以下のレコード全体を編集し、語句「Tag」をすべて「Mark」に置換したうえで、それ以外は一切変更せずに各行を再掲すること。
═══ 入力データ
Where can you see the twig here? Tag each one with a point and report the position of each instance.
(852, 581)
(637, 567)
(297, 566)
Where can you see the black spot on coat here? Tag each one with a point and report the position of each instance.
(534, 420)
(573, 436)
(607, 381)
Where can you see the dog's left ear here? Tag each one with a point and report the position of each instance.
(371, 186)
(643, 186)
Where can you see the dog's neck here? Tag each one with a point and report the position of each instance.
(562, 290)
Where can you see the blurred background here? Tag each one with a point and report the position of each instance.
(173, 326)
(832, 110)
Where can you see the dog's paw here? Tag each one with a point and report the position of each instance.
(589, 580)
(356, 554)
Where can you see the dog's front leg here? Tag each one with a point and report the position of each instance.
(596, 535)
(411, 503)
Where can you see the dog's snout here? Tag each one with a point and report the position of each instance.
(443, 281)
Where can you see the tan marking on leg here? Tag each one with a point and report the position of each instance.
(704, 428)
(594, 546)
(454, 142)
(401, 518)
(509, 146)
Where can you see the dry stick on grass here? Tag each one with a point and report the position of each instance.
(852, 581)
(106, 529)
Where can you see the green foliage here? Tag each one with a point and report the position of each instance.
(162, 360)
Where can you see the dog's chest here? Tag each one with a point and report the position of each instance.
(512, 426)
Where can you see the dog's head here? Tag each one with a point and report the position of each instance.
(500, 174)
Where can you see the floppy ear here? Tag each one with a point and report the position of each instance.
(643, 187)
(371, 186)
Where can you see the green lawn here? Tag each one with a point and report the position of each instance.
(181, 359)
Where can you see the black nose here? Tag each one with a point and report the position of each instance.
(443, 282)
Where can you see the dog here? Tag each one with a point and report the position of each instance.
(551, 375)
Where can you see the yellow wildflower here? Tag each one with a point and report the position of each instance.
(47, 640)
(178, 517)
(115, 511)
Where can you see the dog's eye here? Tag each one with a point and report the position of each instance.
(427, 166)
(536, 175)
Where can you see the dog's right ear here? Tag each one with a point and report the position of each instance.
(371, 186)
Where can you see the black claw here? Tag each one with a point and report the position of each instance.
══════
[解答]
Where can you see the twig here? Mark each one with a point and report the position of each instance.
(852, 581)
(637, 567)
(297, 566)
Where can you see the black spot on coat here? Mark each one with a point and report the position of each instance.
(534, 420)
(573, 436)
(607, 381)
Where can you see the dog's left ear here? Mark each one with a point and report the position of each instance.
(371, 186)
(643, 186)
Where can you see the dog's neck here? Mark each one with a point and report the position of each instance.
(562, 290)
Where can you see the blurred background here? Mark each one with a point and report the position of each instance.
(173, 326)
(832, 110)
Where can you see the dog's paw here? Mark each one with a point and report the position of each instance.
(589, 580)
(356, 554)
Where can you see the dog's front leg here? Mark each one with a point and report the position of each instance.
(596, 535)
(411, 503)
Where can you see the dog's snout here? Mark each one with a point and report the position of each instance.
(443, 281)
Where can you see the tan marking on leg here? Mark each one with a point and report the position of each instance.
(704, 428)
(594, 546)
(454, 142)
(401, 518)
(509, 146)
Where can you see the dry stick on grass here? Mark each one with a point and report the position of each instance.
(852, 581)
(106, 529)
Where can you see the green foliage here? Mark each one with a point and report the position of each instance.
(162, 360)
Where can you see the dog's chest here? Mark each one with a point and report the position of each instance.
(512, 426)
Where can you see the dog's head here? Mark each one with a point and report the position of each instance.
(500, 174)
Where can you see the floppy ear here? Mark each one with a point and report the position of each instance.
(643, 187)
(371, 186)
Where can you see the green lawn here? Mark each one with a point and report the position of each instance.
(181, 359)
Where can you see the black nose here? Mark each one with a point and report the position of each instance.
(443, 282)
Where can you see the dog here? Mark each one with a point and report the position of each instance.
(551, 375)
Where can you see the yellow wildflower here? Mark each one with a point and report the position of each instance.
(47, 640)
(178, 517)
(115, 511)
Where can you see the dog's eye here? Mark each one with a point and report the position of each instance.
(427, 166)
(536, 175)
Where can you see the dog's right ear here? Mark each one with a point and report the position of each instance.
(371, 186)
Where can you see the black claw here? Mark each one with a point and report the position of each instance.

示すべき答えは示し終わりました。